* DATA FOR THE TASK *
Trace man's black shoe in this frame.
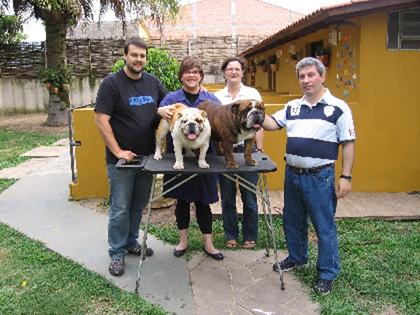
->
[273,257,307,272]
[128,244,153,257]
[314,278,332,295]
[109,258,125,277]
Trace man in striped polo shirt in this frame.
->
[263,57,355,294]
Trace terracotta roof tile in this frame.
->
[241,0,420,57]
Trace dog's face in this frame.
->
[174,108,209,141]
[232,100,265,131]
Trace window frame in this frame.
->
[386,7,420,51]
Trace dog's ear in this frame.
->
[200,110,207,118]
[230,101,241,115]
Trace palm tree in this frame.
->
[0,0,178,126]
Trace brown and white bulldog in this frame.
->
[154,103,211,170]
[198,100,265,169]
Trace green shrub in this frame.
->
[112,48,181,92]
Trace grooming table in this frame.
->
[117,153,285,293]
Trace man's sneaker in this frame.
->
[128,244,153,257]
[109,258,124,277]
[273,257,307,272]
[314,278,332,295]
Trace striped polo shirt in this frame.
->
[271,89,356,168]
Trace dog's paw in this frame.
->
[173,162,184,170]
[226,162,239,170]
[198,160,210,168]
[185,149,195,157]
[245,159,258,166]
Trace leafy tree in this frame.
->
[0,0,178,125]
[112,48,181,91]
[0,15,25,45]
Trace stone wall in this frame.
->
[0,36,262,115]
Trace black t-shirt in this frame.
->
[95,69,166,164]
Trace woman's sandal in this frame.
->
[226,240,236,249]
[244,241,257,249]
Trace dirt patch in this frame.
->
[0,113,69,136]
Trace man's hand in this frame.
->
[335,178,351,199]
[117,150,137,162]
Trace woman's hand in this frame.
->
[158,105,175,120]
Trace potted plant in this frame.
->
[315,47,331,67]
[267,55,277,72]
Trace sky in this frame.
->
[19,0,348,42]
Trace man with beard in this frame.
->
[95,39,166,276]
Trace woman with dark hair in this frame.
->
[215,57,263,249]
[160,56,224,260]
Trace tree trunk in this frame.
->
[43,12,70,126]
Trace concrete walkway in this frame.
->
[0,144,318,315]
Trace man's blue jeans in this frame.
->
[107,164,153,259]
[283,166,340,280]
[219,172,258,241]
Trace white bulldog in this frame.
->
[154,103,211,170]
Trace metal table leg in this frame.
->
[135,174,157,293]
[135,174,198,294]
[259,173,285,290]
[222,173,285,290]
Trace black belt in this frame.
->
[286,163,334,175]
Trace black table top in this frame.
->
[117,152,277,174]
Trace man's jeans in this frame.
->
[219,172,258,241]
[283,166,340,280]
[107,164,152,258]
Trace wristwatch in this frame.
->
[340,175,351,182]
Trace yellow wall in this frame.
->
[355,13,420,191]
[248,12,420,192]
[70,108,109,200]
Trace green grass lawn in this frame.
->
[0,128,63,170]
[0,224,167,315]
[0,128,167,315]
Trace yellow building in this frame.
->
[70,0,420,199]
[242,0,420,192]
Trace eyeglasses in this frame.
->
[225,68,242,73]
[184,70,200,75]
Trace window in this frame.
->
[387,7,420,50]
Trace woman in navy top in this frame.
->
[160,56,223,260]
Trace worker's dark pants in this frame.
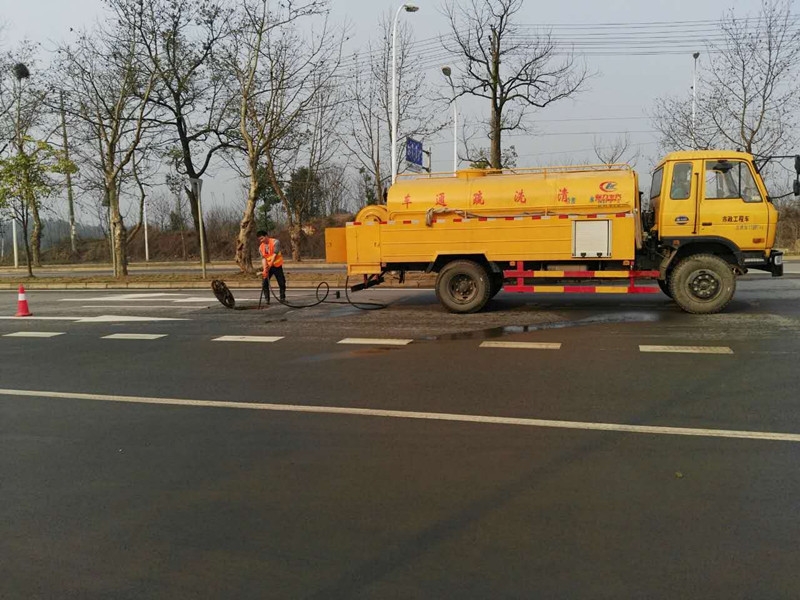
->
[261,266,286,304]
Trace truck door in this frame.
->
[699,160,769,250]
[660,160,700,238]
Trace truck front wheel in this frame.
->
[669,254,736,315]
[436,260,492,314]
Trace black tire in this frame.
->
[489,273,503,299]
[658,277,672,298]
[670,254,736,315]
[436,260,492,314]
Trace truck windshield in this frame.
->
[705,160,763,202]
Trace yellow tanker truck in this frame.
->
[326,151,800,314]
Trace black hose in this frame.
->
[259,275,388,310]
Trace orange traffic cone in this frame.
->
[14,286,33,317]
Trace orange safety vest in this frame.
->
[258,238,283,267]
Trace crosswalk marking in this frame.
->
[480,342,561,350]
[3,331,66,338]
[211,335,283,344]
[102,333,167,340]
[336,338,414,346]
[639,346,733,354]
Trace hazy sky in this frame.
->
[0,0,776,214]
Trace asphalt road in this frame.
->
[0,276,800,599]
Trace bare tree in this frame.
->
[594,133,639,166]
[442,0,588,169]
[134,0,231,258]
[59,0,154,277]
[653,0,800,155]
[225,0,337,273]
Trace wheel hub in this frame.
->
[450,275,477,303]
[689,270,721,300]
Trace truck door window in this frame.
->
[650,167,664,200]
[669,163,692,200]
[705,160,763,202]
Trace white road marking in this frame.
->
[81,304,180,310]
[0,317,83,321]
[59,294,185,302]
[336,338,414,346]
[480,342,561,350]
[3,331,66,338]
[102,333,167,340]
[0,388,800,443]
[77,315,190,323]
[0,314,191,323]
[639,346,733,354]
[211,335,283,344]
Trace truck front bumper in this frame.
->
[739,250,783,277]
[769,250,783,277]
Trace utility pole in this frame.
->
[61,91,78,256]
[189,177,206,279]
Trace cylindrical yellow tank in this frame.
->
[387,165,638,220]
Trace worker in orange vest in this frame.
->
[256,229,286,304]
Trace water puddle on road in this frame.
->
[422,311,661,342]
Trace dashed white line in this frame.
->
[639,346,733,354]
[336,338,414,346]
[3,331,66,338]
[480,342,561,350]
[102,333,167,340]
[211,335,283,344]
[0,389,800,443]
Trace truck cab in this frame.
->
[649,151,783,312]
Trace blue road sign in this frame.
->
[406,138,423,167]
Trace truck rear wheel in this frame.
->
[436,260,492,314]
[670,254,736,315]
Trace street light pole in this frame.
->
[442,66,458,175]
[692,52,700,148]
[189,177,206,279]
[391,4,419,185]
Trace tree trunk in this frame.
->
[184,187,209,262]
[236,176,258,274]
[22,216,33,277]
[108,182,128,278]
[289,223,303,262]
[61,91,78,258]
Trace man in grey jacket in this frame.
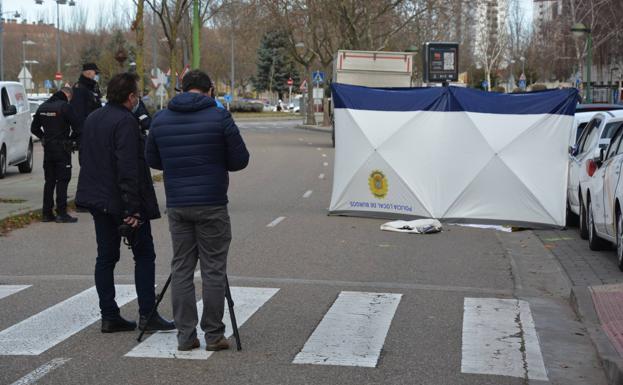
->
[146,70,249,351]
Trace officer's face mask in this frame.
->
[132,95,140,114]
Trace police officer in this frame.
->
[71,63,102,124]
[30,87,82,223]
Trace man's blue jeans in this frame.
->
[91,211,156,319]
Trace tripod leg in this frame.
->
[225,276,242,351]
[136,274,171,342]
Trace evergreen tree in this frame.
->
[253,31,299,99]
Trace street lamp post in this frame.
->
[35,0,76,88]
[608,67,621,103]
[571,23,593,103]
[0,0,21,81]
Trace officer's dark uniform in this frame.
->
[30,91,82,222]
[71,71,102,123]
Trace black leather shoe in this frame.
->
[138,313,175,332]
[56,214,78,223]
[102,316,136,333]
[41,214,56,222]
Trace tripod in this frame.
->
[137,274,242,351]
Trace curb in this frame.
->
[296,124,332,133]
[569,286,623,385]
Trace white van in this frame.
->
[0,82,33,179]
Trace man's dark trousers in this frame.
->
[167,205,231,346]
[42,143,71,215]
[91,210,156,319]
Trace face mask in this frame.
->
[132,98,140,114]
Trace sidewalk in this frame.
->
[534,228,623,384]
* * *
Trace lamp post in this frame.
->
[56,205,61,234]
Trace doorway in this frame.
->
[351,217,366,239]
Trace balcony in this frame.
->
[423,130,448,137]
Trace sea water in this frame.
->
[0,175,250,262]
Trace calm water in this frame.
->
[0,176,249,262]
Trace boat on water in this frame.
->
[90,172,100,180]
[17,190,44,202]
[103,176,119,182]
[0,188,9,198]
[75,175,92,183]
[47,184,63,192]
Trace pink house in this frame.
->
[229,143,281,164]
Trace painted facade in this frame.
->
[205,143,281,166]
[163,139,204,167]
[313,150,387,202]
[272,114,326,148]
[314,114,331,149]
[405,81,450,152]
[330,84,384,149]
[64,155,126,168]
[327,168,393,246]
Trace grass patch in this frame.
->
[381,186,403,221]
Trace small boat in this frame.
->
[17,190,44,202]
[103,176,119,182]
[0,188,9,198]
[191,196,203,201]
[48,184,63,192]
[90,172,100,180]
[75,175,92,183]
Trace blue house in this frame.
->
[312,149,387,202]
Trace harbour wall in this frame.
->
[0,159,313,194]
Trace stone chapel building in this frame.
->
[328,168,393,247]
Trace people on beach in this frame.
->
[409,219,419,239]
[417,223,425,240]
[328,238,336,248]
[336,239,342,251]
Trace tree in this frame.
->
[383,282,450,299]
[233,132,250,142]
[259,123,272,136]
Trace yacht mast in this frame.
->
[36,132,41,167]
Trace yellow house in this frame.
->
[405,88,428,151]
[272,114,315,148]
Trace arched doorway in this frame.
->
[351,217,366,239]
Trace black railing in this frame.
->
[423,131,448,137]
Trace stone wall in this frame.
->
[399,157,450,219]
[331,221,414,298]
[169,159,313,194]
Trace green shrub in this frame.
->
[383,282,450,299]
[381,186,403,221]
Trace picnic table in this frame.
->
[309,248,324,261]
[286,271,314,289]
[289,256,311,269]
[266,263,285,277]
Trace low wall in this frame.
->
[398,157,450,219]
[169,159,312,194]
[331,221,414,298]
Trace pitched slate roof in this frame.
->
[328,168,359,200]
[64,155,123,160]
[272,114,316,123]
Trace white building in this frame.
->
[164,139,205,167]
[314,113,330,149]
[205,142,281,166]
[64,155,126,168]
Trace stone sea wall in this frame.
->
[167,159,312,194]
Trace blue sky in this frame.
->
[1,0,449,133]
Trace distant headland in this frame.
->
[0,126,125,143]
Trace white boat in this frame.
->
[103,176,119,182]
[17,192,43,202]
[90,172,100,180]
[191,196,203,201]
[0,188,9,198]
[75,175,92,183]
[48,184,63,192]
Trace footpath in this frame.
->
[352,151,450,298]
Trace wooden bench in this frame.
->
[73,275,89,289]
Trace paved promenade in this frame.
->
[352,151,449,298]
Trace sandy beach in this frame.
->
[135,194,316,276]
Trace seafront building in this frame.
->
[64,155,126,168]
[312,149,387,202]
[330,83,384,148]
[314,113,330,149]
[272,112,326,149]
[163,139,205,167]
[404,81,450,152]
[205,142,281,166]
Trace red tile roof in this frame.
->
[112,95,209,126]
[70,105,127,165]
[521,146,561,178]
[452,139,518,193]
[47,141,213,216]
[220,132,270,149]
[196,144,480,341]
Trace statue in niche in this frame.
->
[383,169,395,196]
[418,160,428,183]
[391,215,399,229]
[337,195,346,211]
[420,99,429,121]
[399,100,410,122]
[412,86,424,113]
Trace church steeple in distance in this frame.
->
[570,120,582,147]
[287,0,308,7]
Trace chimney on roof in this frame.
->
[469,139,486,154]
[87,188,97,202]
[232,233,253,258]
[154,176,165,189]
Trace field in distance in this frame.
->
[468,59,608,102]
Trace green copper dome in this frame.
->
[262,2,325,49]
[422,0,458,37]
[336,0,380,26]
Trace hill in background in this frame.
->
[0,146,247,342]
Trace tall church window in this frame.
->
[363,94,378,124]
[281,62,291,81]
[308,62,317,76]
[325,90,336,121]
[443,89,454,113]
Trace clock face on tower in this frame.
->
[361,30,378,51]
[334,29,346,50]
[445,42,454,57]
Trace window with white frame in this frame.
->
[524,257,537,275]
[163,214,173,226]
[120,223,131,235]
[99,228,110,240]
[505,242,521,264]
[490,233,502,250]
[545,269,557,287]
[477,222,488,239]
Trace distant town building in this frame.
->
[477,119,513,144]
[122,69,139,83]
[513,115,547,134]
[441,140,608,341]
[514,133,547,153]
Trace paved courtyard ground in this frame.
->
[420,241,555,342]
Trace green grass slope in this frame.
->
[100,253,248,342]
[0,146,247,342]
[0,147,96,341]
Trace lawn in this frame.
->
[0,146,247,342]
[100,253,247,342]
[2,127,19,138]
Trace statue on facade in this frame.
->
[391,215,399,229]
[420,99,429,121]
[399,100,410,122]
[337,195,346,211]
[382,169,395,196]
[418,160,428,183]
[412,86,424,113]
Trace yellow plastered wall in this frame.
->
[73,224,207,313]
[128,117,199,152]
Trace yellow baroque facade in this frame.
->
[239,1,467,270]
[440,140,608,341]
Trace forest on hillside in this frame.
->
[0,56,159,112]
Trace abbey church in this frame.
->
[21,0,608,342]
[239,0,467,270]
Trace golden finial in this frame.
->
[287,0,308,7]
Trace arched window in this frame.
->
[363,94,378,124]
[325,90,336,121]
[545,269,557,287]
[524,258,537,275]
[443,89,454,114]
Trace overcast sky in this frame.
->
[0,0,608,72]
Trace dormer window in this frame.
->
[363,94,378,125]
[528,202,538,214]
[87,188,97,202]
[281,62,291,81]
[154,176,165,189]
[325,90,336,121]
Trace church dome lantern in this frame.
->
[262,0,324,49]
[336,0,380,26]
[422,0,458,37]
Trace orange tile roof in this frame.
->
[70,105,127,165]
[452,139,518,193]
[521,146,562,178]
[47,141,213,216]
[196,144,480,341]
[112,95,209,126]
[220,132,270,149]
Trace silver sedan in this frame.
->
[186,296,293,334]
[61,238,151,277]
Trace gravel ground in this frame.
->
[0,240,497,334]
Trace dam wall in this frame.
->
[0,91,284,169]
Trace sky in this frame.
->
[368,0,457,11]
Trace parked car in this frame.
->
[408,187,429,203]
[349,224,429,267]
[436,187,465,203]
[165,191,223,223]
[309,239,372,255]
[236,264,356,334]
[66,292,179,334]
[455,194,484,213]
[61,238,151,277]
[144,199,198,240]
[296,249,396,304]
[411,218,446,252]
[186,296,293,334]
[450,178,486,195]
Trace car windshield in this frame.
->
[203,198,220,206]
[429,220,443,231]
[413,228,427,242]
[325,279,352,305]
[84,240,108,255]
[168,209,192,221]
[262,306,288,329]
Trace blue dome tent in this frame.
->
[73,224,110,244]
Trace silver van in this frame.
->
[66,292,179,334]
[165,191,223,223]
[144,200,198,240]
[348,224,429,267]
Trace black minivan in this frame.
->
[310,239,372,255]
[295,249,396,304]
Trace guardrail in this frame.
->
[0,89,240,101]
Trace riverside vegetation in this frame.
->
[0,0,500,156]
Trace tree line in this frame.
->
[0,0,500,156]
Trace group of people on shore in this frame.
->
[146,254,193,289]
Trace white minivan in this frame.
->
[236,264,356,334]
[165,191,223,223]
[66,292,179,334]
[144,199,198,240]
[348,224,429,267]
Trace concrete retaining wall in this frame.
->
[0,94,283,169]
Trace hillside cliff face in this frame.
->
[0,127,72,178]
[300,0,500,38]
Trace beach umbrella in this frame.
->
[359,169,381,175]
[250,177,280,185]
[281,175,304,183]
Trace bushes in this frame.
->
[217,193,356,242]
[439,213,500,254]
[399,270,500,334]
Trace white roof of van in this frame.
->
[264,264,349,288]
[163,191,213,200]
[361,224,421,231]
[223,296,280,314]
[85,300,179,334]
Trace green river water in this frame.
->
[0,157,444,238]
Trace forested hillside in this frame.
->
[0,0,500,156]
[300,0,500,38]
---
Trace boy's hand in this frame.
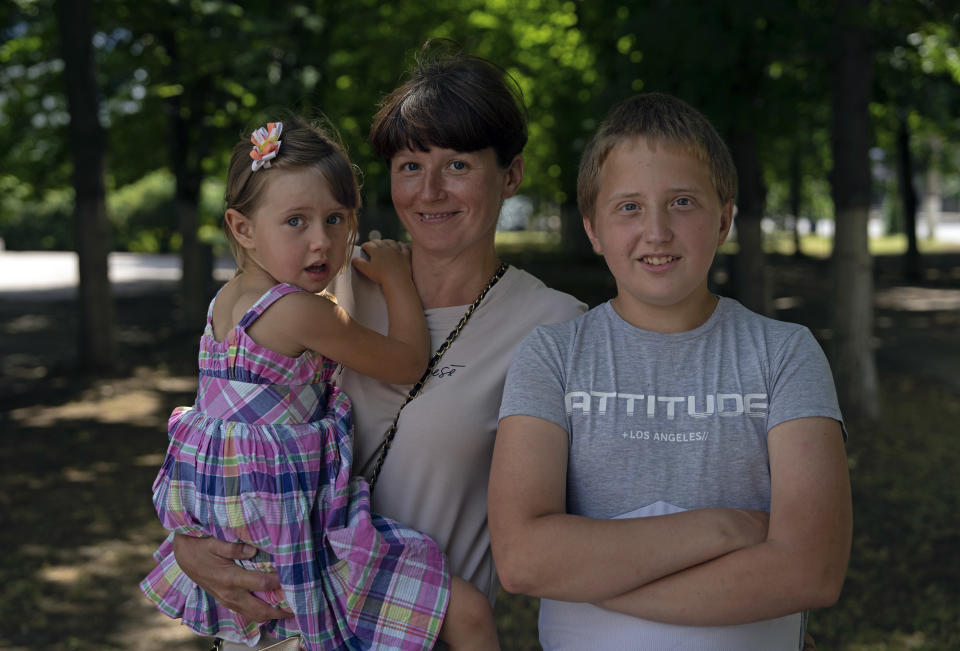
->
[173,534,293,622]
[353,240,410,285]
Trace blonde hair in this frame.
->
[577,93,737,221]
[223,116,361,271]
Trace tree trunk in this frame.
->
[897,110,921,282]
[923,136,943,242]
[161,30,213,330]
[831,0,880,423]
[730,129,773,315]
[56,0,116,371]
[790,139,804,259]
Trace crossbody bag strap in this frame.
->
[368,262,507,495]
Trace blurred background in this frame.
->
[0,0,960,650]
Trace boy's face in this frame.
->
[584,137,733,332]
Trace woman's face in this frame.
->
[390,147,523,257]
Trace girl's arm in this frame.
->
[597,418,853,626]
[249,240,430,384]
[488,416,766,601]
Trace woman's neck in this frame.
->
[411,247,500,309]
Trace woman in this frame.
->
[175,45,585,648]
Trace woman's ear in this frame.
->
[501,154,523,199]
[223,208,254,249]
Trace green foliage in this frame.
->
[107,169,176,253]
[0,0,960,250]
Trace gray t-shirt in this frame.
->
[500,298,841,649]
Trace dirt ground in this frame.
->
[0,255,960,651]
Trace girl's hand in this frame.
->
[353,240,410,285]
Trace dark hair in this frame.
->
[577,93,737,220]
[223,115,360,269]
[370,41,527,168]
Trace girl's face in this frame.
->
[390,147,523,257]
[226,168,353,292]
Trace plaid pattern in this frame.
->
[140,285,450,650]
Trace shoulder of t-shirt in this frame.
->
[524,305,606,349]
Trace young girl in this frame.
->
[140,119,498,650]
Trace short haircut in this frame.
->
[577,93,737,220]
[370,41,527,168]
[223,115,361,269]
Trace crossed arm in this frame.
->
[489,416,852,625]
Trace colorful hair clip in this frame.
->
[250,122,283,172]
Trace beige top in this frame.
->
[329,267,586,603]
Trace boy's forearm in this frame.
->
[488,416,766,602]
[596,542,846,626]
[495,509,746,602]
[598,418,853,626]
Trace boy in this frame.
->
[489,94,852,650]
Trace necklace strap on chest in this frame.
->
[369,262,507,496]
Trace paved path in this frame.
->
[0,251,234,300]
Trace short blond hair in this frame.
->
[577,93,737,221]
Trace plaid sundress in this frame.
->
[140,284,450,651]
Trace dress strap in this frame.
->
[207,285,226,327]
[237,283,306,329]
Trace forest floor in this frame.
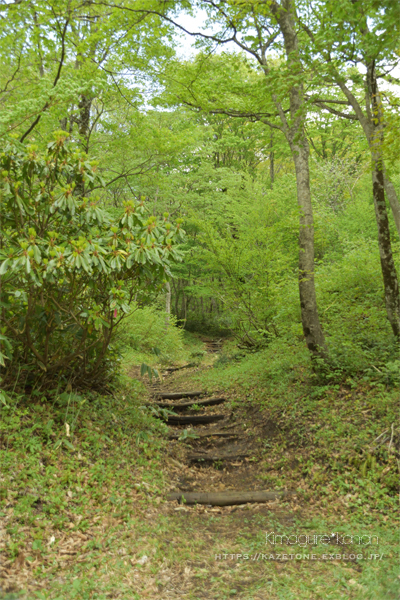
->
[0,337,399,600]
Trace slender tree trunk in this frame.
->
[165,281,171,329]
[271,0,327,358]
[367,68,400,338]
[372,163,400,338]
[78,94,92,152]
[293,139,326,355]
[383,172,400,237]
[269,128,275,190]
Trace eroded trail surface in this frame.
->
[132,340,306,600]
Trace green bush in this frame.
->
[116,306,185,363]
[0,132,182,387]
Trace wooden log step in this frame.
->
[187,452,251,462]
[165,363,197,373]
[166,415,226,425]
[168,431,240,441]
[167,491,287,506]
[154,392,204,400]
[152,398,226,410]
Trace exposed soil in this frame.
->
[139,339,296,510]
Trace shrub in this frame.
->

* DIRECTIONS *
Return the stretch of the listing from the line containing "Trace green copper dome in this frame." through the line containing "[420,241,555,342]", both ends included, reproduced line for line with nothing changed.

* SOLVED PROBLEM *
Trace green copper dome in this frame.
->
[262,2,325,49]
[422,0,458,37]
[336,0,380,26]
Trace hill in background in this frame.
->
[0,146,247,342]
Trace tall church window in this frame.
->
[363,94,378,124]
[281,62,291,81]
[308,62,317,76]
[325,90,336,121]
[443,89,454,113]
Trace clock face on tower in this frame.
->
[361,30,378,51]
[334,29,346,50]
[445,42,454,57]
Trace window with white frame in this frame.
->
[524,257,537,275]
[163,214,173,226]
[120,223,131,235]
[99,228,110,240]
[505,242,521,264]
[490,233,502,250]
[545,269,557,287]
[477,222,488,239]
Trace distant town building in this frame.
->
[477,119,513,144]
[122,69,139,83]
[513,115,547,134]
[441,140,608,341]
[514,133,547,153]
Trace paved courtyard ground in this frame.
->
[420,241,555,342]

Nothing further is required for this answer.